(Beginning of Input material)

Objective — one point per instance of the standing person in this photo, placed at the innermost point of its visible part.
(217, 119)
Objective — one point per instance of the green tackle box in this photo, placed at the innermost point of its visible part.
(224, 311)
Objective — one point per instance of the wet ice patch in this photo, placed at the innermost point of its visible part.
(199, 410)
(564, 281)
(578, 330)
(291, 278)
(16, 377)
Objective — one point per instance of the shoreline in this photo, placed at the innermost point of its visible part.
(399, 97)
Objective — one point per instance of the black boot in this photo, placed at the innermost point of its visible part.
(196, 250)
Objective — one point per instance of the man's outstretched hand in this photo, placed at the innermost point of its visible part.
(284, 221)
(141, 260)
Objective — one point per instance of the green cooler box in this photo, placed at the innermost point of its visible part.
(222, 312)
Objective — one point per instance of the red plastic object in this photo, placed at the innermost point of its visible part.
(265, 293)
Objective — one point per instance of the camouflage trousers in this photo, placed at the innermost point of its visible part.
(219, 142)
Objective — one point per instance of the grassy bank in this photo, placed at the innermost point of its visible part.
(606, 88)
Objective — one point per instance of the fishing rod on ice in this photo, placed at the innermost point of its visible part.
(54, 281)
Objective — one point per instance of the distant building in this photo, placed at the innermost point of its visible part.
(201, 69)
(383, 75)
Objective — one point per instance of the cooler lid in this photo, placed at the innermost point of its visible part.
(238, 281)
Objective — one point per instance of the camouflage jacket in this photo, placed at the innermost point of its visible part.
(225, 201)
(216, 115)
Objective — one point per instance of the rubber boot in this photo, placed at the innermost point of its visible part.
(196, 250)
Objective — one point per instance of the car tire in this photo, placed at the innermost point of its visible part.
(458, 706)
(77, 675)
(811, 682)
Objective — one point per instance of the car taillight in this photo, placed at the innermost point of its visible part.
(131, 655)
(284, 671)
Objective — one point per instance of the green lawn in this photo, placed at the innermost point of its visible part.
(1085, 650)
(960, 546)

(End of Input material)

### Work to be completed
Once more, write out all the data above exactly as given.

### Result for this exercise
Objective — one point per instance of the standing person in this photo, placed at the innermost point of its visible part.
(217, 119)
Objective — one point per instance of the green tackle box in this photo, placed at the innermost point of its visible part.
(224, 311)
Objective — one point per instance of the wet ice patch in this photo, placed at the innermost point of its visible part.
(199, 410)
(564, 281)
(578, 330)
(291, 278)
(16, 377)
Objective — one point per instance of the shoreline in this photo, placed at the innermost point of its visible part.
(399, 97)
Objective — one point per instance of the black boot in this photo, placed at the innermost point of its visible part.
(196, 250)
Objective — one point per instance of the man's outstretched hand in this photo, placed at the innermost point of its visible part.
(284, 221)
(141, 260)
Objective — one point per instance of the green cooler box in this photo, placed at the innermost point of its visible part.
(222, 312)
Objective — one point per instance of the red plastic object in this photo, placed at the innermost point of its visible part.
(265, 293)
Objective — one point per instance of the camouflage trousers in this photo, placed at the innermost point of its visible part.
(219, 142)
Objective — one point per instance of the grassy bank in this photo, placed at the innermost point of its visible part.
(606, 88)
Objective — one point per instance of the fishing rod on ice in this photo, placed at the innermost point of its visible part.
(54, 281)
Objective — one point per instance of the distant building in this photo, placed at the innermost point of its visible part.
(201, 69)
(383, 75)
Objective — one point per instance of the cooler lid in this photo, placed at the innermost point of its visible part.
(238, 281)
Objective — one point per instance of the camouflage jacket in this photo, placed at the innermost point of its visible part.
(225, 201)
(216, 115)
Objective — one point per instance of the rubber boot in this photo, placed at the innermost point of its visible part.
(196, 250)
Objective — one point per instance of the car tire in this photo, placed at the innermost point of its visible part.
(458, 706)
(77, 675)
(811, 682)
Objective — one point per instance of the car taillight in this photo, placed at the innermost point of its visible part.
(131, 655)
(284, 671)
Objective — one point per instance of the green lawn in this photo, placed at the innermost point of its visible part.
(1085, 650)
(960, 546)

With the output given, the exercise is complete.